**EXERCISE DESCRIPTION:**
Give the data back exactly as it stands.

**Records from a collection:**
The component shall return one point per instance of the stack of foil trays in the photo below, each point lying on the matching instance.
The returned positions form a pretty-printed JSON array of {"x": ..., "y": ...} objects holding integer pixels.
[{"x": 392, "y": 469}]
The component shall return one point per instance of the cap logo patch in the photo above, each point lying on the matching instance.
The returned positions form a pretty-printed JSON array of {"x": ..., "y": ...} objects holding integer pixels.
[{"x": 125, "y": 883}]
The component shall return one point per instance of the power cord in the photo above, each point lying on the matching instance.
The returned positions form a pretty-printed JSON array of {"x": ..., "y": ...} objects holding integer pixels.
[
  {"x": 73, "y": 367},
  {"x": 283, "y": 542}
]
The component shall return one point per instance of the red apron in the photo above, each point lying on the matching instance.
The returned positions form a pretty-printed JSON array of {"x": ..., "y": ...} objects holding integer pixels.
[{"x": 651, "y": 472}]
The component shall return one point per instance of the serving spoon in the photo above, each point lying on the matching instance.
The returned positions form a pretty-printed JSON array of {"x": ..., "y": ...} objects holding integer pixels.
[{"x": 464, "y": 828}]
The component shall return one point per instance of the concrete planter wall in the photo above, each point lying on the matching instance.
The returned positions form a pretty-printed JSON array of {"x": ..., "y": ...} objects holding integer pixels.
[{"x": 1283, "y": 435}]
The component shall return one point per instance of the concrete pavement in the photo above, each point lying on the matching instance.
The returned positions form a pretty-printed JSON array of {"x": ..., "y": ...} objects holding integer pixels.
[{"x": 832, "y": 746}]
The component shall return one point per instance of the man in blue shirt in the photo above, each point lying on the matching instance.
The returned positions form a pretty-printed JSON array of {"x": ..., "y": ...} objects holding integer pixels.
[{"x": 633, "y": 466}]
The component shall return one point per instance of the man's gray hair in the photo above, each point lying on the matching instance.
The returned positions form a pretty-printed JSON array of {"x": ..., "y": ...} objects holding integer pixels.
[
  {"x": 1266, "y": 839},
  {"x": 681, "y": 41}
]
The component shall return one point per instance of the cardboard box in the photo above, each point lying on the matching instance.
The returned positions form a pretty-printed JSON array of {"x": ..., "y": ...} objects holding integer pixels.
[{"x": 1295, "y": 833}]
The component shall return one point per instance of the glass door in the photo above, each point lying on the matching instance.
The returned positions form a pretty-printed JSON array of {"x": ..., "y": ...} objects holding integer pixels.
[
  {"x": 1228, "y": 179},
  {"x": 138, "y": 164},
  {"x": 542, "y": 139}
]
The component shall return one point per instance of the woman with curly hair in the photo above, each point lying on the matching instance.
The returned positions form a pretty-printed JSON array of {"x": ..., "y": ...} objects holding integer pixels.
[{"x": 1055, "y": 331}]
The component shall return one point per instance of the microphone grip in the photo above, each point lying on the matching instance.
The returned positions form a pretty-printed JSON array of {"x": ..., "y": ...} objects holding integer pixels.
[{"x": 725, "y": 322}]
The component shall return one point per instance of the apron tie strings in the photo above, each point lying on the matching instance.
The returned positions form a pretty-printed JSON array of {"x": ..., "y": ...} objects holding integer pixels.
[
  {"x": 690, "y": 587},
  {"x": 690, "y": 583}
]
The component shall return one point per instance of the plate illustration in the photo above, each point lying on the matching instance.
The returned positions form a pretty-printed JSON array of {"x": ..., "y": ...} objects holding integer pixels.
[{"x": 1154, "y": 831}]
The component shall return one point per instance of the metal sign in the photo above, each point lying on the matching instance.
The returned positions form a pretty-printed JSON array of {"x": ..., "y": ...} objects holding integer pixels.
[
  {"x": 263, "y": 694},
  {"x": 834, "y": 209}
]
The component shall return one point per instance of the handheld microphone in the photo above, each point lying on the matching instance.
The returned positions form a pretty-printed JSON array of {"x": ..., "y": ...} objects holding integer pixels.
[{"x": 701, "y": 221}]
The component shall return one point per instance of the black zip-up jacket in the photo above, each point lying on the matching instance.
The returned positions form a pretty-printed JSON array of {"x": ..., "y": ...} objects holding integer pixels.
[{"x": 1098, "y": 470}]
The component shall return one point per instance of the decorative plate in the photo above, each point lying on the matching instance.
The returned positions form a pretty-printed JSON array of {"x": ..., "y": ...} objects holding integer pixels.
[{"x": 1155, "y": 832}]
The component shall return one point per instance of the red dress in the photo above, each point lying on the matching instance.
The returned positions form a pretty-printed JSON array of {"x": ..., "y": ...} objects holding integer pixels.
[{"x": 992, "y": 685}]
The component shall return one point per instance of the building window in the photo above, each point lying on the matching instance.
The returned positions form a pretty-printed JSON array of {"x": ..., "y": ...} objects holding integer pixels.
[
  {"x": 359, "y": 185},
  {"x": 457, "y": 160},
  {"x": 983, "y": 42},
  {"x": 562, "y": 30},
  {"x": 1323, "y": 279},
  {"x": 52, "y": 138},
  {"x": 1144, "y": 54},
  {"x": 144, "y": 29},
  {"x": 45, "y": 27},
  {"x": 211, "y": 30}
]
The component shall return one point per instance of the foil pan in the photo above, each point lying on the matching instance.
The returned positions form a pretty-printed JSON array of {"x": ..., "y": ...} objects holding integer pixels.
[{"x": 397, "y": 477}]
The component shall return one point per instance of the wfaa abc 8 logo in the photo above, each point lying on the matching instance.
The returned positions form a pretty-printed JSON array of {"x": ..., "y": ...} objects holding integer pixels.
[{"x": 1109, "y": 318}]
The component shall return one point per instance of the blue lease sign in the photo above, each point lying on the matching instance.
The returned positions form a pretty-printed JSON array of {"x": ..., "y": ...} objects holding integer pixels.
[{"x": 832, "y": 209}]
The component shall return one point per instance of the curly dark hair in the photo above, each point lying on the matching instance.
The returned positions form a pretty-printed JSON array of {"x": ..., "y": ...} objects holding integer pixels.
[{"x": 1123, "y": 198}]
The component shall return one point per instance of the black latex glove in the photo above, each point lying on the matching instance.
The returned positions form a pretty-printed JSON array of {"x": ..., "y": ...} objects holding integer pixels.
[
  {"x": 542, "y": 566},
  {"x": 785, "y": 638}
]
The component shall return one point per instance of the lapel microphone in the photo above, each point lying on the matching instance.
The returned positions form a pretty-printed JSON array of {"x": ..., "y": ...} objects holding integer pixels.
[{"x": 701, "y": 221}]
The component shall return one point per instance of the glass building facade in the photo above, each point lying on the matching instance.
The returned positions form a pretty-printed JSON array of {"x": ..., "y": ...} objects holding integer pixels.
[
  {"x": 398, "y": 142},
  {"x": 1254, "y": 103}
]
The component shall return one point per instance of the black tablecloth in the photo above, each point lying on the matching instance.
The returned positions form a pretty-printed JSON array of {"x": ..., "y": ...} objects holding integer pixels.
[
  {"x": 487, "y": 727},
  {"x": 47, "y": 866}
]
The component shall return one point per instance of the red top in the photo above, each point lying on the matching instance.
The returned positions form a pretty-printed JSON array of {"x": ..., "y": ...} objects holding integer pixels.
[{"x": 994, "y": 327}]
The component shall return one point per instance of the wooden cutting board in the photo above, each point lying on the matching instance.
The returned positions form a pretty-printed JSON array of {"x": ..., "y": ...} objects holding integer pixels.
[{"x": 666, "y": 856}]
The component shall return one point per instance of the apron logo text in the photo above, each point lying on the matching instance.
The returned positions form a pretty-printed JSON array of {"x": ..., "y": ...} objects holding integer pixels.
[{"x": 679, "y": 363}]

**YOUR RESPONSE:**
The component shall return one point per instance of the stack of foil trays in the photo below, each point lying on the matching instance.
The returned positions form a pretty-printed JSON array of {"x": ..., "y": ...} objects holding integer pixels.
[{"x": 392, "y": 469}]
The component shall return one point per instance of the cap logo patch in the photo above, each point lying on the matching instance.
The returned positions form a pretty-printed JSON array of {"x": ..., "y": ...} objects holding integer pixels.
[{"x": 125, "y": 883}]
The component shall return one point per instance of the power cord in the photo above, each point lying on the matching instance.
The returned positions form a pretty-printed JSON array of {"x": ..., "y": ...} objects holding integer pixels.
[
  {"x": 73, "y": 367},
  {"x": 283, "y": 542}
]
The component shall return one point per instance of the red apron in the photo above, each point lying on the matching instance.
The returned positions form a pretty-printed JSON array of {"x": ..., "y": ...} objects holding integer pixels.
[{"x": 651, "y": 472}]
The component shall return one point per instance of the serving spoon in the photo above, each point lying on the matching instance.
The returned positions form a pretty-printed JSON array of {"x": ..., "y": ...} objects holding integer pixels.
[{"x": 464, "y": 828}]
The component shall return one point per instance of the concrete planter wall in the photo above, each point lying on the matching instance.
The returned positions form a pretty-printed JSON array of {"x": ..., "y": ...} objects holding integer pixels.
[{"x": 1283, "y": 435}]
The component shall return one point per instance of the concrete pavement in the photo above, each point lying on the matching instance.
The returned positions form a pretty-printed JSON array of {"x": ..., "y": ...} objects holding integer pixels.
[{"x": 832, "y": 746}]
The component shall return one point per instance of the man in blue shirt in the photo above, each point lying on the matching instance.
The returned positions form a pretty-printed JSON array of {"x": ..., "y": ...} objects holding integer pixels.
[{"x": 633, "y": 466}]
The component shall return one point per instance of the man's gray hair in the photo above, each point lying on the matching instance.
The returned positions form a pretty-printed JSON array of {"x": ..., "y": ...} objects holding integer pixels.
[
  {"x": 1266, "y": 839},
  {"x": 681, "y": 41}
]
The component shall return one point per instance of the cardboard box in the photo above, each point lying on the matching instance.
The returned positions form a pretty-printed JSON array of {"x": ..., "y": ...} objects holding integer pixels.
[{"x": 1295, "y": 833}]
The component shall return one point per instance of the glass door in the photo above, each point lying on the matching instance.
The returned positions form a pretty-printed JSON array of {"x": ..., "y": ...} objects holding integer pixels.
[
  {"x": 1228, "y": 179},
  {"x": 138, "y": 164},
  {"x": 542, "y": 139}
]
The component shall return one point per instance of the woman with curly hair in the photo above, each point lying on the matching instance.
The returned positions form a pretty-printed JSON array of {"x": ..., "y": ...} objects holding integer pixels.
[{"x": 1055, "y": 331}]
The component shall return one point per instance of the microphone grip in the photo above, each point lying on the matching instance.
The returned positions form a pretty-printed JSON array of {"x": ..., "y": ...} objects holding integer pixels.
[{"x": 725, "y": 322}]
The component shall return one point per instance of the apron tie strings in the photo above, each point lying on the matching instance.
The returned positions form a pretty-printed JSON array of {"x": ..., "y": ...} objects holding integer pixels.
[
  {"x": 690, "y": 587},
  {"x": 690, "y": 583}
]
The component shall return one point per instance of the plate illustration in the photo above, each point lying on the matching instance.
The returned positions form a pretty-printed JSON array of {"x": ..., "y": ...} objects holding integer pixels.
[{"x": 1154, "y": 831}]
The component shall return one point per instance of the metal sign in the photo above, each point lying on the matching instance.
The returned positions form a pretty-printed JSON array of {"x": ..., "y": ...} objects holding integer pixels.
[
  {"x": 263, "y": 694},
  {"x": 834, "y": 209}
]
The component shall return one point per instance of the handheld microphone in the photo above, each point lying on the matching instance.
The returned positions form a pretty-printed JSON array of {"x": ..., "y": ...} objects holding integer pixels.
[{"x": 701, "y": 221}]
The component shall return one point per instance of the black zip-up jacket in the photo above, each point lying on the matching instance.
The returned positions form a pretty-printed JSON array of {"x": ..., "y": ...} objects holding integer pixels.
[{"x": 1098, "y": 470}]
The component shall return one point per instance of the decorative plate in the photo above, each point lying on the matching instance.
The returned positions form a pretty-printed JSON array of {"x": ..., "y": ...} objects holding integer pixels.
[{"x": 1155, "y": 832}]
The component shall return one point per instance of the red dress in the photo above, each point lying on the matching instance.
The returned positions form a pretty-printed JSON array of {"x": ..., "y": ...} objects holding integer pixels.
[{"x": 992, "y": 685}]
The component shall return one point per instance of the building window in the photo above, each point lying on the matching instance.
The returned positions form a pretty-printed JSON array of {"x": ..., "y": ...} objects holding integer pixels.
[
  {"x": 359, "y": 185},
  {"x": 457, "y": 160},
  {"x": 983, "y": 42},
  {"x": 562, "y": 30},
  {"x": 1323, "y": 279},
  {"x": 52, "y": 138},
  {"x": 1144, "y": 54},
  {"x": 144, "y": 29},
  {"x": 45, "y": 27},
  {"x": 211, "y": 30}
]
The component shall return one point per instance of the foil pan in the photo above, each point lying on the matching instance.
The returned positions form a pretty-printed JSON array of {"x": ..., "y": ...} objects holding integer pixels.
[{"x": 397, "y": 477}]
The component shall return one point per instance of the wfaa abc 8 logo in the photo above, each point lying on the matching instance.
The returned positions form a pretty-printed JSON array of {"x": ..., "y": ...} objects holding integer pixels.
[{"x": 1109, "y": 318}]
The component shall return one point per instance of the blue lease sign in the photo above, each point lying on the matching instance.
The returned positions form a pretty-printed JSON array of {"x": ..., "y": ...} objects holding integer pixels.
[{"x": 832, "y": 209}]
The component shall return one point per instance of the curly dark hair in the photo above, each point lying on the matching instance.
The returned positions form a pretty-printed JSON array of {"x": ..., "y": ...} objects holding integer pixels.
[{"x": 1123, "y": 198}]
The component shall return one point per instance of the black latex glove in the photo above, each point lying on the matching instance.
The returned positions form a pretty-printed JSON array of {"x": ..., "y": ...} objects holding integer pixels.
[
  {"x": 542, "y": 566},
  {"x": 785, "y": 638}
]
The component shall return one point per instance of the lapel microphone in the photo above, each point lying on the matching instance.
The returned positions form a pretty-printed JSON array of {"x": ..., "y": ...} objects holding integer pixels.
[{"x": 701, "y": 221}]
The component shall return one point per instance of the glass building facade in the photo above, each point lying on the matching instance.
The returned positions form a pretty-printed JSON array of {"x": ..., "y": ...} objects holding integer pixels.
[
  {"x": 398, "y": 142},
  {"x": 1254, "y": 103}
]
The component shall return one point per instance of the black tablecloth in the photo above, each point lying on the matching instance.
The returned positions form a pretty-printed JSON array of {"x": ..., "y": ...} objects holding integer pixels.
[
  {"x": 487, "y": 727},
  {"x": 47, "y": 866}
]
The component shall return one point per instance of the red top in the photo above, each point lying on the matching instance.
The returned positions form a pretty-printed JSON array of {"x": ..., "y": ...} objects holding integer pixels.
[{"x": 994, "y": 327}]
The component shall return one point per instance of the wooden cutting board in the photo above, each point lying on the matching instance.
The returned positions form a pretty-printed JSON array of {"x": ..., "y": ...} objects holding integer pixels.
[{"x": 666, "y": 856}]
The component shall return one point per instance of the apron logo text in the photo above, each point lying on the matching instance.
The returned positions form a pretty-printed JSON array of {"x": ..., "y": ...} objects holding integer pixels.
[{"x": 679, "y": 363}]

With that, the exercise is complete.